Content starts

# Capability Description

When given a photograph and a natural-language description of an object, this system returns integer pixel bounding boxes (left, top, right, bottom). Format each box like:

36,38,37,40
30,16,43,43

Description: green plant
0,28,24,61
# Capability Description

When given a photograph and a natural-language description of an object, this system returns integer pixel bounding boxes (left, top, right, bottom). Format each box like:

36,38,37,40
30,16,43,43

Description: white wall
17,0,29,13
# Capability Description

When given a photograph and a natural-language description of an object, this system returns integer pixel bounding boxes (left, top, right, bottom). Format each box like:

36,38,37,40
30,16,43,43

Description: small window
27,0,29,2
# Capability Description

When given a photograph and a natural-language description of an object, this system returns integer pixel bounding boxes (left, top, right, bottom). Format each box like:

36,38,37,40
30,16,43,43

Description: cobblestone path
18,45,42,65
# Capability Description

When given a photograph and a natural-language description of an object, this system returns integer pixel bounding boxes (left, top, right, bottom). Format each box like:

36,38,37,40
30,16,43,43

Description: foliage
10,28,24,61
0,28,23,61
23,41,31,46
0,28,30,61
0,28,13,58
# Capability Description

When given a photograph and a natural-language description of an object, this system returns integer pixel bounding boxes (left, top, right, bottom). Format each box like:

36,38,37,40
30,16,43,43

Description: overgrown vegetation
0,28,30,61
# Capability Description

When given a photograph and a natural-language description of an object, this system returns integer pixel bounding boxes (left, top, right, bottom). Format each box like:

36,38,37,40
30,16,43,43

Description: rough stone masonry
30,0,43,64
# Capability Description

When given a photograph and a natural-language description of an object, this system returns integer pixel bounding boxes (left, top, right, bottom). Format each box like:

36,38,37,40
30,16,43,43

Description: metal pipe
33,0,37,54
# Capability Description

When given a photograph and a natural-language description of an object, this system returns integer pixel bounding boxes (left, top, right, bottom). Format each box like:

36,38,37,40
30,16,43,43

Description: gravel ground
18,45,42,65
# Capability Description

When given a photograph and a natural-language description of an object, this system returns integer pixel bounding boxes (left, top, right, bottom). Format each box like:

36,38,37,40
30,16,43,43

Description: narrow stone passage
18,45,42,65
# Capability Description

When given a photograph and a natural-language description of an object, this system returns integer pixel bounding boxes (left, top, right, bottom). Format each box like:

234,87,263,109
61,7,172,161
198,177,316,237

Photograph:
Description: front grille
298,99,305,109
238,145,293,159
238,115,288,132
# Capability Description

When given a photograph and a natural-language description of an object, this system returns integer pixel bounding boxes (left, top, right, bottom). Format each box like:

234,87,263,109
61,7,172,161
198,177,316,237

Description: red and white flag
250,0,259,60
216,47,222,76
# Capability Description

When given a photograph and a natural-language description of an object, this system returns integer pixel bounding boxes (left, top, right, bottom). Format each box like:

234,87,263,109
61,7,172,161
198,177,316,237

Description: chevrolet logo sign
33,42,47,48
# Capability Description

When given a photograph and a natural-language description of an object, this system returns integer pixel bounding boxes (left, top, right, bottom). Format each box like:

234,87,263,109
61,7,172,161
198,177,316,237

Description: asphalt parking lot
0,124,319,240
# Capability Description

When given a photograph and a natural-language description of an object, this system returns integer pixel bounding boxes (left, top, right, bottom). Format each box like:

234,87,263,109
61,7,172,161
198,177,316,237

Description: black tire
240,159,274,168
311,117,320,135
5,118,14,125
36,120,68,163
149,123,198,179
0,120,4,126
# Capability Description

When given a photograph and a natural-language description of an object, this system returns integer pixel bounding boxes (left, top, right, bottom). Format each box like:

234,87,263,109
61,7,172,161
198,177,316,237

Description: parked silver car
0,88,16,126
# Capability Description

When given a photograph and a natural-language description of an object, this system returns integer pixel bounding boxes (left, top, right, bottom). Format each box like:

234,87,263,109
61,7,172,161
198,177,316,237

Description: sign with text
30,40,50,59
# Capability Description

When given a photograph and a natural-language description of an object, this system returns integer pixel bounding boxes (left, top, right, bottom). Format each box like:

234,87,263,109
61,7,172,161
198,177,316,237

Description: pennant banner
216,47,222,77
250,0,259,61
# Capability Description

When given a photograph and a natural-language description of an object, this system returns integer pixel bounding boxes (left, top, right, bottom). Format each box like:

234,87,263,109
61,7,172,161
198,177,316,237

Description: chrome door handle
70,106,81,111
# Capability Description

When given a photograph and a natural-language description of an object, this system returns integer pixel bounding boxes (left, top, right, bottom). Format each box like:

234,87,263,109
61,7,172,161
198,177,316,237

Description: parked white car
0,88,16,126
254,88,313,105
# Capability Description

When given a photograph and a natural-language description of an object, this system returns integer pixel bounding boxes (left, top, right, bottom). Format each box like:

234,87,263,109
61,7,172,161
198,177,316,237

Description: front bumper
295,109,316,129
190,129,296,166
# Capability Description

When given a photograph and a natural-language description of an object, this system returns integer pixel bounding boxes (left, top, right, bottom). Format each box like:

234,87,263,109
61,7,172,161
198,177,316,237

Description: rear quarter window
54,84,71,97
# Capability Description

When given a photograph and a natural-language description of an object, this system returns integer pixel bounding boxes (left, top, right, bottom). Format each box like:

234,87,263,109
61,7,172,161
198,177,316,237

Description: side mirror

Content ends

* _YOUR GOAL_
Go through the listing and transcribe all of it exactly.

* _EXERCISE OUTPUT_
# Capability Description

When given a photograph and a natural-language description of an object, this system returns integer pixel bounding boxes (left, top, right, bottom). Format each box like:

36,38,37,40
30,16,43,43

Description: green plant
0,28,24,61
# Capability Description

When given a photograph and a natural-language description of an object, this system returns integer pixel bounding boxes (left, top, right, bottom). Format each box like:

36,38,37,40
30,16,43,43

Description: white wall
17,0,29,13
# Capability Description

When given a photograph and a natural-language description of an object, this system returns integer pixel bounding boxes (left, top, right, bottom). Format each box like:

36,38,37,40
30,16,43,43

Description: small window
27,0,29,2
# Capability Description

When given a photograph and a natural-language description of an object, this system returns integer pixel bounding boxes (left, top, right, bottom). Format each box like:

36,38,37,40
30,16,43,43

Description: cobblestone path
18,45,42,65
# Capability Description

When given a photograph and a natural-language description of an object, this system returns integer pixel bounding boxes (left, top, right, bottom). Format each box like:

36,38,37,40
30,16,43,43

Description: foliage
10,28,24,61
0,28,23,61
23,41,31,46
0,28,30,61
0,28,13,58
# Capability Description

When given a photograph and a natural-language description of an object, this system returns integer pixel bounding boxes (left, top, right, bottom). Format each box like:

36,38,37,40
30,16,43,43

Description: overgrown vegetation
0,28,30,61
# Capability Description

When given a photograph and a natural-language description of an object, this system returns integer pixel bounding boxes (left, top, right, bottom). Format each box like:

36,38,37,40
30,16,43,43

Description: rough stone masonry
30,0,43,64
# Capability Description

When given a photograph and a natural-language description of an object, this system returns integer pixel bounding boxes (left, top, right, bottom). Format each box like:

36,38,37,40
30,16,43,43

Description: metal pipe
33,0,37,54
# Capability Description

When given a photograph and a natural-language description of an object, this system returns integer pixel bounding boxes (left, top, right, bottom). Format each box like:

36,38,37,40
30,16,43,43

Description: gravel ground
18,45,42,65
# Capability Description

When given a photograph and a natural-language description of an object, this system returns integer pixel bounding boxes (left, top, right, bottom). Format each box like:

36,38,37,40
30,16,43,43

Description: narrow stone passage
18,45,42,65
# Capability Description

When given a photograph and a natural-language description of an object, this system returns integer pixel bounding boxes (left, top, right, bottom). Format each box like:

234,87,263,109
61,7,172,161
198,177,316,237

Photograph:
Description: front grille
298,99,305,109
238,145,293,159
238,115,288,132
# Capability Description

When given a photograph and a natural-language description of an object, this system returns integer pixel bounding boxes (left, top, right, bottom). Format each box like:

234,87,263,109
61,7,172,161
198,177,316,237

Description: red and white flag
250,0,259,60
216,47,222,76
# Capability Description

When given a photograph and a natural-language description of an object, this system returns integer pixel bounding boxes (left, top, right, bottom). Format each box like:

234,87,263,109
61,7,172,161
198,177,316,237

Description: chevrolet logo sign
33,42,47,48
# Capability Description

When given a photograph and a natural-language description of an object, this system returns integer pixel bounding boxes (left, top, right, bottom). Format each box like:

234,87,263,109
61,7,172,161
198,177,316,237

Description: asphalt parking lot
0,124,319,240
# Capability Description

When given a photograph and a natural-language description of an object, this system returns integer pixel bounding boxes (left, top, right, bottom). Format each box like:

234,87,263,109
61,7,172,161
198,177,316,237

Description: black tire
240,159,274,168
311,117,320,135
5,118,14,125
36,120,68,163
149,123,198,179
0,120,4,126
# Capability Description

When given a photograph and a natural-language description of an object, this system returns integer pixel bounding boxes (left, top, right, bottom). Format each box like:

234,87,263,109
61,7,172,161
198,177,316,237

Description: parked silver car
0,88,16,126
# Capability Description

When given a photograph and a natural-language description of an object, this system returns integer pixel bounding boxes (left, top, right, bottom). Format each box like:

234,87,263,109
61,7,172,161
198,177,316,237

Description: sign with text
30,40,50,59
# Capability Description

When given a photograph and a natural-language description of an object, this system returns integer pixel bounding boxes (left, top, right, bottom). Format each box like:

234,87,263,109
61,7,172,161
198,177,316,237

Description: pennant banner
216,47,222,77
250,0,259,61
# Capability Description

When given a photograph and a natural-language description of an object, this system returns integer pixel bounding boxes (left, top, right, bottom). Format each box like:

234,87,263,109
61,7,172,161
198,177,316,237

Description: chrome door handle
70,106,81,111
# Capability Description

When given a photograph and a natural-language description of an object, this system returns integer pixel bounding boxes (left, top, right, bottom). Format each box like:

234,87,263,109
61,7,172,161
198,177,316,237

Description: parked white car
0,88,16,126
254,88,313,105
# Capability Description

When given a photograph and a natural-language description of an object, this system returns integer pixel bounding boxes (left, top, right, bottom). Format each box like:

234,87,263,109
61,7,172,161
198,177,316,237

Description: front bumper
295,109,316,129
190,129,296,166
# Capability Description

When given a photograph and a natural-language description of an object, this system returns integer pixel bounding boxes (left, top, right, bottom). Format each box like:

234,87,263,109
61,7,172,161
198,177,316,237

Description: rear quarter window
54,84,71,97
# Capability Description

When given a photograph and a natural-language description of an object, this system returns integer pixel bounding boxes (left, top, right, bottom). Format each box like:

234,87,263,109
61,7,172,161
198,177,316,237

Description: side mirror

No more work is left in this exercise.